Answer these questions from the passage on merging single-cell chromatin datasets:
1. What does the reduce function from GenomicRanges do with peaks?
2. Which function renames overlapping peaks with a common name so Seurat treats them as equivalent?
3. How many scATAC-seq PBMC datasets are used for the demonstration, and who provides them?

> [TEXT PASSAGE]
= Beginning of Section =
When merging multiple single-cell chromatin datasets, it’s important to be aware that if peak calling was performed on each dataset independently, the peaks are unlikely to perfectly overlap. Any peaks that are not exactly the same are treated as different features by Seurat. Therefore, we need to create a common set of peaks across all the datasets to be merged.

To create a unified set of peaks we can use functions from the GenomicRanges package. The reduce function from GenomicRanges will merge all intersecting peaks. Another option is to use the disjoin function, that will create distinct non-overlapping sets of peaks. Here is a visual example to illustrate the difference between reduce and disjoin:

gr <- GRanges(seqnames = "chr1", ranges = IRanges(start = c(20, 70, 300), end = c(120, 200, 400)))
gr
## GRanges object with 3 ranges and 0 metadata columns:
##       seqnames    ranges strand
##          <Rle> <IRanges>  <Rle>
##   [1]     chr1    20-120      *
##   [2]     chr1    70-200      *
##   [3]     chr1   300-400      *
##   -------
##   seqinfo: 1 sequence from an unspecified genome; no seqlengths

Alternatively, we can treat overlapping peaks as equivalent, and rename peaks that overlap with a common name so that they are recognized as equivalent by Seurat. This is what is done by the MergeWithRegions function. See the See the integration vignette for a demonstration of the MergeWithRegions function.

In this vignette we demonstrate how to merge multiple Seurat objects containing single-cell chromatin data, by creating a new assay in each object containing a common set of peaks.

To demonstrate, we will use four scATAC-seq PBMC datasets provided by 10x Genomics:

Loading data

library(Signac)
library(Seurat)
# define a convenient function to load all the data and create a Seurat object
create_obj <- function(dir) {
  count.path <- list.files(path = dir, pattern = "*_filtered_peak_bc_matrix.h5", full.names = TRUE)
  fragment.path <- list.files(path = dir, pattern = "*_fragments.tsv.gz", full.names = TRUE)[1]
  counts <- Read10X_h5(count.path)
= End of Section =
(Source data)
= Beginning of Section =
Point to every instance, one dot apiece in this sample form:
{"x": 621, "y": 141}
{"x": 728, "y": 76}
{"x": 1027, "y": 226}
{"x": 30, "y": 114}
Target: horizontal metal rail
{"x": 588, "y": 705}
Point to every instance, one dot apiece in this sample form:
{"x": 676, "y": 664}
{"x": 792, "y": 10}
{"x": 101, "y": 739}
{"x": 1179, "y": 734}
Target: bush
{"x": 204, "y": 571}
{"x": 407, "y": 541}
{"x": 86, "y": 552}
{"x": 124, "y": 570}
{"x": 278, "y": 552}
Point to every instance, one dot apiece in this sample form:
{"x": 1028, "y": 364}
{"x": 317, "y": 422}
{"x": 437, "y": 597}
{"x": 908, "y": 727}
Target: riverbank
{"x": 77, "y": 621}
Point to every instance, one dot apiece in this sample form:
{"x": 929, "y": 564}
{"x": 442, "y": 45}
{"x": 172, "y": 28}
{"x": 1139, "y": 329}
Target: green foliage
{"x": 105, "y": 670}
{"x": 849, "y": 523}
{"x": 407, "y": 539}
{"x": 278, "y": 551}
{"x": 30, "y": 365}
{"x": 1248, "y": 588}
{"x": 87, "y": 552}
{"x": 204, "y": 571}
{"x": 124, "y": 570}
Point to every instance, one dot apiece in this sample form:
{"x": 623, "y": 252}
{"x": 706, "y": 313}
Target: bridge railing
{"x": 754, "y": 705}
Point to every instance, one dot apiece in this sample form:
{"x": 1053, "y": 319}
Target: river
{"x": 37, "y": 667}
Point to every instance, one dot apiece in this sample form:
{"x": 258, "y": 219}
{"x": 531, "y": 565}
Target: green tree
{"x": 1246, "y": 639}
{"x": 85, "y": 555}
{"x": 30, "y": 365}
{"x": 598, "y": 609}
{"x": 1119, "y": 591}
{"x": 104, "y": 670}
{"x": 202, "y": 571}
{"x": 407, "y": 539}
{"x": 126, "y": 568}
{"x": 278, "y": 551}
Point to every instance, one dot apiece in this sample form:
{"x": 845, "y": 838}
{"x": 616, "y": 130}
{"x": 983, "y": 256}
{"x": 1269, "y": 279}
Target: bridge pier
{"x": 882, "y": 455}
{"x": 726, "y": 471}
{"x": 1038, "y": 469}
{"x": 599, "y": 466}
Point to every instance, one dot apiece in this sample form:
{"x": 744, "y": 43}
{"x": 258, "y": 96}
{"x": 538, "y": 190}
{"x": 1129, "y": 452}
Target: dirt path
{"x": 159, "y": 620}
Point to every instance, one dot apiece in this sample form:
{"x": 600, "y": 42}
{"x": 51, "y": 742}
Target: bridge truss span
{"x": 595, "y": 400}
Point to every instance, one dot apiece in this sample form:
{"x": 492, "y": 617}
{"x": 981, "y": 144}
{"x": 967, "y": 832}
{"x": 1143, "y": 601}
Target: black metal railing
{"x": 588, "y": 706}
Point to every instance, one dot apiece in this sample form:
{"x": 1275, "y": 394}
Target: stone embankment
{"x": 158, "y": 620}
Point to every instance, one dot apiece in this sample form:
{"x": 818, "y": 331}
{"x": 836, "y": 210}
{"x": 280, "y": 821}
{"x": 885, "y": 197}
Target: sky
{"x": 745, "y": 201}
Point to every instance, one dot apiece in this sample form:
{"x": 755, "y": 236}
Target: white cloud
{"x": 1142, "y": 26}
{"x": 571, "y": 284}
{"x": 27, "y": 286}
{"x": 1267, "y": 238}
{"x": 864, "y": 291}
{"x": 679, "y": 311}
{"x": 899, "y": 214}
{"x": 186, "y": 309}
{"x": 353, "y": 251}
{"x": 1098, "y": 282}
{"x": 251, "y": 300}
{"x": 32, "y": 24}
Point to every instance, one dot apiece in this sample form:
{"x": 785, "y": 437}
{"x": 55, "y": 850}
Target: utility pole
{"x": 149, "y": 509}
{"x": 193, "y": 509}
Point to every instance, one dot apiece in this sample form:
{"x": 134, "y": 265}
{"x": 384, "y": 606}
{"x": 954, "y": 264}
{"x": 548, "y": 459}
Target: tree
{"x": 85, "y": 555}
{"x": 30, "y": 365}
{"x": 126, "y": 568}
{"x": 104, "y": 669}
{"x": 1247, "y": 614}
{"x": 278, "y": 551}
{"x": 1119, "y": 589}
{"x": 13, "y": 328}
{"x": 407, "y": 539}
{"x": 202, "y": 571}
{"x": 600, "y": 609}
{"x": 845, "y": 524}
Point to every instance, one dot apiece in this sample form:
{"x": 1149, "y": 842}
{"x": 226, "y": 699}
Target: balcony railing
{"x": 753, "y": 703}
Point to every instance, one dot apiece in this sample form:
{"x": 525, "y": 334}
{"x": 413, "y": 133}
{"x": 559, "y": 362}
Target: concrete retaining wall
= End of Section =
> [TASK RESULT]
1. It merges all intersecting peaks.
2. The MergeWithRegions function.
3. Four datasets, provided by 10x Genomics.